What you need to do =
- 1) Print the part of the text on lichens and vegetative reproduction that opens with the words containing "Vegetative Reproduction, method" and closes with "Plant; Plant Propagation.".
- 2) Answer these from the text on lichens and vegetative reproduction, marking each answer to match:
(a) Into how many basic growth forms is a lichen's three-layered structure arranged?
(b) What common fruticose lichen hangs in wispy clumps from tree limbs?
(c) Which specialized buds are listed among the asexual structures in plants?

Page text =
++++++

A typical lichen has a three-layered structure. A middle layer containing algal cells entwined in fungal hyphae is sandwiched between two layers of fungal tissue. This three-layered structure is arranged into one of three basic growth forms. Crustose lichens grow as flattened crusts with the bottom layer cemented to the surface of a rock or tree bark. Foliose lichens have a leaflike appearance, with a distinct upper and lower surface exposed to the air. Foliose lichens often form large, flaky patches on tree trunks. Fruticose lichens grow in hairlike, shrubby strands on the ground or hanging from tree branches. Each strand is tubular, with the typical three-layered structure surrounding a hollow core. A common fruticose lichen is old man’s beard, which hangs in wispy clumps from tree limbs and resembles moss. 

Vegetative Reproduction

Vegetative Reproduction, method by which plants reproduce asexually—that is, without the union of cells or nuclei of cells—thus producing individuals that are genetically identical to the parent. Vegetative reproduction takes place either by fragmentation or by special asexual structures. Parts of liverworts and mosses fragment from the parent and grow into new individuals, as do plant cuttings. Asexual structures in plants include specialized stems such as tubers, stolons (runners), rhizomes, and corms, and specialized buds such as bulbs. Roots and leaves can also give rise to new plants. Thus, new individuals generate, for example, from the eyes of potatoes, the cloves of garlic bulbs, and the stolons of strawberry plants. See also Plant; Plant Propagation.

++++++

Supplied entries =
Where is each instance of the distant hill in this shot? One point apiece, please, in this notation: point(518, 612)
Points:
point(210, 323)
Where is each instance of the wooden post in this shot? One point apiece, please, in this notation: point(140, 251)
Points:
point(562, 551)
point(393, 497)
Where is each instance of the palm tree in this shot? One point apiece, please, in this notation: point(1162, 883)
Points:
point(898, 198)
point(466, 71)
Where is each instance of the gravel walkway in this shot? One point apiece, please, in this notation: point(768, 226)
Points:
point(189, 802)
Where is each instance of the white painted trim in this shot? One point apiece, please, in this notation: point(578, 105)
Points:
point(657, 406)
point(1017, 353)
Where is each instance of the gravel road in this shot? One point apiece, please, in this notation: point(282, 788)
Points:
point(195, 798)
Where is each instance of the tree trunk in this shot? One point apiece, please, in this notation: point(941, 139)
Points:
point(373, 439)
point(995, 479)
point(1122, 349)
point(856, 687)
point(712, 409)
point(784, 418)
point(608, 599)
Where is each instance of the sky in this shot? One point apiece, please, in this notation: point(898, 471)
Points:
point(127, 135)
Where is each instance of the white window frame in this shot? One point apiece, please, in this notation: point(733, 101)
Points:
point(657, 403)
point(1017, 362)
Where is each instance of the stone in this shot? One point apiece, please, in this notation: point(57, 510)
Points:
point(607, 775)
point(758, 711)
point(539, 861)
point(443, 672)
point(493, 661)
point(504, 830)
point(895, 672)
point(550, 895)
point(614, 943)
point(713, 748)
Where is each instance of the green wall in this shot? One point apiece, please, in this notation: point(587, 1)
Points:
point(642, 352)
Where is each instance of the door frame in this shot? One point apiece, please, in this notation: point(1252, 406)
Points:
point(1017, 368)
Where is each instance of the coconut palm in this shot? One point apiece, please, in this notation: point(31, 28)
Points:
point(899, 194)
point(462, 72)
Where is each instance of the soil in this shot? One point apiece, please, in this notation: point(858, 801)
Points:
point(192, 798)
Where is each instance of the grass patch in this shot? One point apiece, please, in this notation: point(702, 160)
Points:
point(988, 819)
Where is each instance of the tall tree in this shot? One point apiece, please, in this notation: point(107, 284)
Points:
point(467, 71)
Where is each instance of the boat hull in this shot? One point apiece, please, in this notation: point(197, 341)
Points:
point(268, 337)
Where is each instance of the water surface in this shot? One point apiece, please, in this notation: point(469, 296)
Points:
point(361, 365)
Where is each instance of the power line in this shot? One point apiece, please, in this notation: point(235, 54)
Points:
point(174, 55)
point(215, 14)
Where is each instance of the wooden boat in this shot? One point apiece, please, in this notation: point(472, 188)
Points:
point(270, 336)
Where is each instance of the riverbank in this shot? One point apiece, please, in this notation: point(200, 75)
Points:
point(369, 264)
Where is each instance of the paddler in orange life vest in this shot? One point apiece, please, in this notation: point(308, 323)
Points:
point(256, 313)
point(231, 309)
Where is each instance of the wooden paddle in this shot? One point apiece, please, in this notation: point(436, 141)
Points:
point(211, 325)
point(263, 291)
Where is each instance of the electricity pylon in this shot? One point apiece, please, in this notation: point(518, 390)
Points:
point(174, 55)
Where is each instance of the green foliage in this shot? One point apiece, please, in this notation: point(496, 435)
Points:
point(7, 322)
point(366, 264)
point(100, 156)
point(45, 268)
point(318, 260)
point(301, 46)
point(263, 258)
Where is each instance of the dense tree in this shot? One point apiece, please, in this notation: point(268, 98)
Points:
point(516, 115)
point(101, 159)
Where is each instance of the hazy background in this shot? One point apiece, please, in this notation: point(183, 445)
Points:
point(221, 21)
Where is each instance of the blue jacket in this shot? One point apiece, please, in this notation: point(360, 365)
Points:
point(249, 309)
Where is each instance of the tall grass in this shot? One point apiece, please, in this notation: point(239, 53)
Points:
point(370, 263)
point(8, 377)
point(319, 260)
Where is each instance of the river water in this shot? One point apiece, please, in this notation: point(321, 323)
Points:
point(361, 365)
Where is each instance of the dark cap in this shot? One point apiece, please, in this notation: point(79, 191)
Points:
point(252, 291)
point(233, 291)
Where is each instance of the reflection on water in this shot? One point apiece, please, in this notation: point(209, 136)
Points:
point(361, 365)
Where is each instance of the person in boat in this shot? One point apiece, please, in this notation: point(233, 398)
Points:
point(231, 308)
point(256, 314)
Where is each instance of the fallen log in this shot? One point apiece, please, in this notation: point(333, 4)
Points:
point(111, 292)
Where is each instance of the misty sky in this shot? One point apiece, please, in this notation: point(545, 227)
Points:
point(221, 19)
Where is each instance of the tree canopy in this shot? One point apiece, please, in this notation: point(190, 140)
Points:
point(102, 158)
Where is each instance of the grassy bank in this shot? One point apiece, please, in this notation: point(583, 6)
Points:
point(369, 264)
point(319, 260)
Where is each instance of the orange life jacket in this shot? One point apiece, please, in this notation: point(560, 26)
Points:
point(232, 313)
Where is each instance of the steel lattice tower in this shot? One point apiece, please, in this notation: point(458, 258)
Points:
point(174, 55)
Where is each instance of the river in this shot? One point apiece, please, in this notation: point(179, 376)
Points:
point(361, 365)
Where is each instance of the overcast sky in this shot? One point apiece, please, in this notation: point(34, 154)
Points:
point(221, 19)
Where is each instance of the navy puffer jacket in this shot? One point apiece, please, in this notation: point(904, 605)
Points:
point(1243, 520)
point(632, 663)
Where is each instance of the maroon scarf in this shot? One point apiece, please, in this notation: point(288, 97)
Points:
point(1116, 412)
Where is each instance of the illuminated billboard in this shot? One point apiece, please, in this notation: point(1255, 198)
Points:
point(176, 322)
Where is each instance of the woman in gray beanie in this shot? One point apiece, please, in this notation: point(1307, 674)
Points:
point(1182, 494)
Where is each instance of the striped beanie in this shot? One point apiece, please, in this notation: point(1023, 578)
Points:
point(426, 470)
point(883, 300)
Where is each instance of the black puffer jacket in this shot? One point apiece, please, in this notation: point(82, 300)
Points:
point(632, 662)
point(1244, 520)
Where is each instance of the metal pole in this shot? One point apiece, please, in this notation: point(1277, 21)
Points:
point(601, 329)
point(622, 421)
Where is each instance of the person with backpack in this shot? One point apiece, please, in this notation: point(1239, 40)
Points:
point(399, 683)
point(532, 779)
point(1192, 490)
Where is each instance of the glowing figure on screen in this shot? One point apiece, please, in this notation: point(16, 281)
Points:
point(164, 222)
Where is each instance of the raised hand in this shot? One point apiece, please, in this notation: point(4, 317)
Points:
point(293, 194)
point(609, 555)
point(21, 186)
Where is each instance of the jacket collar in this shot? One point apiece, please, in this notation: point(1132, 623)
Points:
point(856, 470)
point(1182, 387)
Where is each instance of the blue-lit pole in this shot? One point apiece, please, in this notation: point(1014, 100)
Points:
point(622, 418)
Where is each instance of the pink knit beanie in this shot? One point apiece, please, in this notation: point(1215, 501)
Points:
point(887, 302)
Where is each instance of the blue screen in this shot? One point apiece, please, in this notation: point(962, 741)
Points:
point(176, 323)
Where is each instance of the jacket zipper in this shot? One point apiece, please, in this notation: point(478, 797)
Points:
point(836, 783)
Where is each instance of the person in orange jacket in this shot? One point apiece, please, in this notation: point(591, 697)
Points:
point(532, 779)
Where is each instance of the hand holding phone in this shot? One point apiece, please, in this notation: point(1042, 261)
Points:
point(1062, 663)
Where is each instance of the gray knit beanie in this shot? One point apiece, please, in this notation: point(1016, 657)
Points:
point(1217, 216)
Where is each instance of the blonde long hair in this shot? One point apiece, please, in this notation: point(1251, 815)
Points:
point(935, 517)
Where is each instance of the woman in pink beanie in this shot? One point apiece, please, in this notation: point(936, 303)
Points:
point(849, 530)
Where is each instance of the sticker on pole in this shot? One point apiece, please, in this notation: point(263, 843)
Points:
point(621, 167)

++++++

Completed exercise =
- 1)
Vegetative Reproduction, method by which plants reproduce asexually—that is, without the union of cells or nuclei of cells—thus producing individuals that are genetically identical to the parent. Vegetative reproduction takes place either by fragmentation or by special asexual structures. Parts of liverworts and mosses fragment from the parent and grow into new individuals, as do plant cuttings. Asexual structures in plants include specialized stems such as tubers, stolons (runners), rhizomes, and corms, and specialized buds such as bulbs. Roots and leaves can also give rise to new plants. Thus, new individuals generate, for example, from the eyes of potatoes, the cloves of garlic bulbs, and the stolons of strawberry plants. See also Plant; Plant Propagation.

- 2)
(a) Three
(b) Old man's beard
(c) Bulbs